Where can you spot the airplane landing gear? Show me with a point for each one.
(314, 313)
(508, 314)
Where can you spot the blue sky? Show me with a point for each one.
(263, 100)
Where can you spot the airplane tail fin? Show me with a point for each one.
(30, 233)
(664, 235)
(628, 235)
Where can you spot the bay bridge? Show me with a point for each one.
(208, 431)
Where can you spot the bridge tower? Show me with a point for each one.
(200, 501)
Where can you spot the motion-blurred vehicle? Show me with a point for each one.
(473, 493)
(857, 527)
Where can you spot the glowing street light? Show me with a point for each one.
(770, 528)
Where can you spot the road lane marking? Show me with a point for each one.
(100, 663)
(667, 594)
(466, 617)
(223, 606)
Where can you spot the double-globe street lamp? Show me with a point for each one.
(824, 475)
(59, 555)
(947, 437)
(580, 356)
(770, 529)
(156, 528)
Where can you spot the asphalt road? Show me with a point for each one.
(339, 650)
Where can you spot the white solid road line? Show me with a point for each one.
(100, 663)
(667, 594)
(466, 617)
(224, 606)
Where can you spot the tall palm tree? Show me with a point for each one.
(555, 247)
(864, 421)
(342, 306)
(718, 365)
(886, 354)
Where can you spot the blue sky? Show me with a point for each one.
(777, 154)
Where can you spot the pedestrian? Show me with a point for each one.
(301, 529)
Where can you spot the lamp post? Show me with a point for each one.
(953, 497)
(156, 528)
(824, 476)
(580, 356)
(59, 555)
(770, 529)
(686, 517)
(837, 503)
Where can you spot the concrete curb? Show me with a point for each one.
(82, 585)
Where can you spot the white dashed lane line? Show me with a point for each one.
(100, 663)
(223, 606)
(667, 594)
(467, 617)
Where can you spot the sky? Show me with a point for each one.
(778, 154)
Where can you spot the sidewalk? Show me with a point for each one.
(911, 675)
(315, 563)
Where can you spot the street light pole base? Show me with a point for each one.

━━━━━━━━━━━━━━━━

**TASK BRIEF**
Please reproduce word for word the lines from the one containing "Where can you spot the concrete" through the final line, both included.

**TASK RESPONSE**
Where can you spot the concrete curb? Show me with a point for each one.
(82, 585)
Where can you spot the white dashed lane line? Show me with a point for each one.
(100, 663)
(223, 606)
(667, 594)
(467, 617)
Where can you spot the sky? Show me with a point for each one.
(778, 154)
Where can you spot the sidewalk? Show me with a point for each one.
(911, 675)
(315, 563)
Where can you spot the street light pole base? Show me with a point for each one.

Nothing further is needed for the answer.